## [AIM OF THE TASK]
Rewrite only the stretch of data from the line containing "Mark one point on every instance of the blue jeans" through the line containing "pixel 301 88", replacing "Target" with "Label" and leaving everything else unchanged.

## [DATASET ROWS]
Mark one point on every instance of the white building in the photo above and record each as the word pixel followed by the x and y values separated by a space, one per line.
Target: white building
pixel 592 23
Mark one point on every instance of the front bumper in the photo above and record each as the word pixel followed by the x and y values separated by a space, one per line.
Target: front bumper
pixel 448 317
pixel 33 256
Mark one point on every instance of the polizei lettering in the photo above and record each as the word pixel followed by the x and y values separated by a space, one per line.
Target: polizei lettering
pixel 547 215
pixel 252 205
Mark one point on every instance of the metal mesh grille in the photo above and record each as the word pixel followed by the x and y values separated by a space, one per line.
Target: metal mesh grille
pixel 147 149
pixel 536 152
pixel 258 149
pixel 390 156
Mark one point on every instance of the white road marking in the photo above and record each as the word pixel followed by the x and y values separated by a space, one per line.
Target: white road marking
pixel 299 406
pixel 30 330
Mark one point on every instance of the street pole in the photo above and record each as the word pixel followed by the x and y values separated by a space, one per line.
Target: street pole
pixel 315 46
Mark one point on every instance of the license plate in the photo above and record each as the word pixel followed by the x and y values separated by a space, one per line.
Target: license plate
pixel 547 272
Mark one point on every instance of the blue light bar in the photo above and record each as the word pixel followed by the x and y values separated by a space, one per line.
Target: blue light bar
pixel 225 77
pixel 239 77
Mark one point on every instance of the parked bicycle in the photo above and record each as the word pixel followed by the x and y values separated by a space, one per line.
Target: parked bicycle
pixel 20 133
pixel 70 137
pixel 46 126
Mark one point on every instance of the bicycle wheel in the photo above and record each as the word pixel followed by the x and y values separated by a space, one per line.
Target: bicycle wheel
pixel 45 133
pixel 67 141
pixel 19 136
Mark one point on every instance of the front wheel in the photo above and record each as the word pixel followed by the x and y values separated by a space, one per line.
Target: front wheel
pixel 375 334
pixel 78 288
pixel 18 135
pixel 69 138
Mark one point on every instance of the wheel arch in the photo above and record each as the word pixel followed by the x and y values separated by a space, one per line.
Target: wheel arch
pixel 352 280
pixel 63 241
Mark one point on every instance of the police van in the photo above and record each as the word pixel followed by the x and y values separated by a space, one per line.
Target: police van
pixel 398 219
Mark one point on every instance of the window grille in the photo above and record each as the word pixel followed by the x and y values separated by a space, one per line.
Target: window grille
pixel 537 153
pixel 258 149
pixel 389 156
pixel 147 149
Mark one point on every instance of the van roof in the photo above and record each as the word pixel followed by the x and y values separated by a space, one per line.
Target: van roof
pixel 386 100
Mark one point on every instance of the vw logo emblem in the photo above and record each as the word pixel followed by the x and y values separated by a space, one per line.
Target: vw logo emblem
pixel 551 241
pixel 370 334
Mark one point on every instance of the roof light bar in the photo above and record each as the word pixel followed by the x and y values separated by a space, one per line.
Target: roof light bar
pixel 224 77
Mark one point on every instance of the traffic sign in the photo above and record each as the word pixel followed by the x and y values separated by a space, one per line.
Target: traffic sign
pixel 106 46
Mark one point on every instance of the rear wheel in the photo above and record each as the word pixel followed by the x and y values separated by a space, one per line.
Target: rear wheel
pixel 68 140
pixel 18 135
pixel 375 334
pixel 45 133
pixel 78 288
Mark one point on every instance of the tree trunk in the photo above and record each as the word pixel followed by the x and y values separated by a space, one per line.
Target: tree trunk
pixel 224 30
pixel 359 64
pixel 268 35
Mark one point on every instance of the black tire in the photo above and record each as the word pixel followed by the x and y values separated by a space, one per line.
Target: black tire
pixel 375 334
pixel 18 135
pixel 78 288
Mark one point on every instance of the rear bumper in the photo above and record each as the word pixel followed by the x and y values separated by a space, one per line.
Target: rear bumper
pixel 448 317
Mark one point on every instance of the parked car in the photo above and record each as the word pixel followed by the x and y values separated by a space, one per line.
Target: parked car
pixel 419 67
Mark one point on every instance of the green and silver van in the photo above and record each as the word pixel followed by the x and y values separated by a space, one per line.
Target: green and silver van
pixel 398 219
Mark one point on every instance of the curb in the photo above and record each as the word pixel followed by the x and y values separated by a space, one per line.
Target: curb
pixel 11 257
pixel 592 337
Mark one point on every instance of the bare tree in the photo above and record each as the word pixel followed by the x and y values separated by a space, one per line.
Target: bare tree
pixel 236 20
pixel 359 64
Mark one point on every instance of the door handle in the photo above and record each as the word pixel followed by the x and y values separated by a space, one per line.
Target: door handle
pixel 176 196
...
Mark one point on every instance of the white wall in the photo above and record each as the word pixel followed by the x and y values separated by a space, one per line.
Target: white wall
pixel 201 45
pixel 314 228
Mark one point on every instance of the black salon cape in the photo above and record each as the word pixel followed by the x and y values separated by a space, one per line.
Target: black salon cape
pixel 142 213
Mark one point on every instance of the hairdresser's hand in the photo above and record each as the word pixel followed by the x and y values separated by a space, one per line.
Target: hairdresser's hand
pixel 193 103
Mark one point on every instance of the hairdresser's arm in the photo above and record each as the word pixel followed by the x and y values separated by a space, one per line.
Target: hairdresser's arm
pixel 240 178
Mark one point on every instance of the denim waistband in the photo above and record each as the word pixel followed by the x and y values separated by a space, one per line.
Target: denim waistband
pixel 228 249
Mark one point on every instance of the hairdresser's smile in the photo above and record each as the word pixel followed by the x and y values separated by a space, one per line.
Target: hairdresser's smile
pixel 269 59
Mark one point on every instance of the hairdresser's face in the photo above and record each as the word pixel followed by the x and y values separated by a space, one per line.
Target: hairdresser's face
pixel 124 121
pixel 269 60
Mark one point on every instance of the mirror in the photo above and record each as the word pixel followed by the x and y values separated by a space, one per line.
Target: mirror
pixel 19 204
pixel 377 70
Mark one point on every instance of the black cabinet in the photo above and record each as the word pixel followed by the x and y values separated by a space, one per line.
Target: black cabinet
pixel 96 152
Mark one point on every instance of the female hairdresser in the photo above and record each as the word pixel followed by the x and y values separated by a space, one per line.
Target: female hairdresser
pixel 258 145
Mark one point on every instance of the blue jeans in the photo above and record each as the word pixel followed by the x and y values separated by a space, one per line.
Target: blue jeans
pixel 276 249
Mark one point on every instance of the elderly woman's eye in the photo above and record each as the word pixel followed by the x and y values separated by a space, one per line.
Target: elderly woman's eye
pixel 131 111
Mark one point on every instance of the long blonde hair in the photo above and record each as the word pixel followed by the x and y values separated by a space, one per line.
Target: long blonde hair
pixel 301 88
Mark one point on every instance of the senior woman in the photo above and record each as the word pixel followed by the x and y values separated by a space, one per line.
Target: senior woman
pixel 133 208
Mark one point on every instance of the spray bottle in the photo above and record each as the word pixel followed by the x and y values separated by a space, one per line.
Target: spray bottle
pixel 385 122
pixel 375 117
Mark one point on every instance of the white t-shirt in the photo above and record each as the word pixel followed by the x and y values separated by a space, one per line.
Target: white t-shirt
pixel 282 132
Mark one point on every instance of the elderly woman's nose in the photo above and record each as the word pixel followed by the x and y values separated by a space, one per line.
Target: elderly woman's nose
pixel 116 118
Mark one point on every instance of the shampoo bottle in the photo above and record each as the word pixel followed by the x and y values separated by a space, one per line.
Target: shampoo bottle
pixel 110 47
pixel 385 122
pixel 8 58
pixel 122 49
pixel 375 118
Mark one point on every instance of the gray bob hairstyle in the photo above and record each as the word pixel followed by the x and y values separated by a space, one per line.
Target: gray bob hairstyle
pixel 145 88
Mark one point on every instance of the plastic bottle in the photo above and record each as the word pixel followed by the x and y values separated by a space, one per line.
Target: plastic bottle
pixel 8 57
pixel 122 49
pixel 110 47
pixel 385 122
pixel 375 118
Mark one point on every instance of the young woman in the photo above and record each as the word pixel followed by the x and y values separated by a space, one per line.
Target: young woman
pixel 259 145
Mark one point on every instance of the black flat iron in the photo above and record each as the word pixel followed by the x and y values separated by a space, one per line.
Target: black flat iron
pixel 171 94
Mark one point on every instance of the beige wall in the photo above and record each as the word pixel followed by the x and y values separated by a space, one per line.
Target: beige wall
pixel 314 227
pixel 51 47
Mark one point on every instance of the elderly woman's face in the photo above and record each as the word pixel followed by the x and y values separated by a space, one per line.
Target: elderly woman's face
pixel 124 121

## [EXPECTED ANSWER]
Mark one point on every instance of the blue jeans in the photo above and record each as the word pixel followed by the x and y values separated by a space, one per line.
Label: blue jeans
pixel 276 249
Mark one point on every instance of the elderly woman's eye in the photo above and record each as the word pixel followed by the x and y values separated by a space, one per line.
Label: elderly woman's eye
pixel 131 111
Mark one point on every instance of the long blonde hair in the photo above and record each as the word pixel followed by the x and y values separated by a space, one per line.
Label: long blonde hair
pixel 301 88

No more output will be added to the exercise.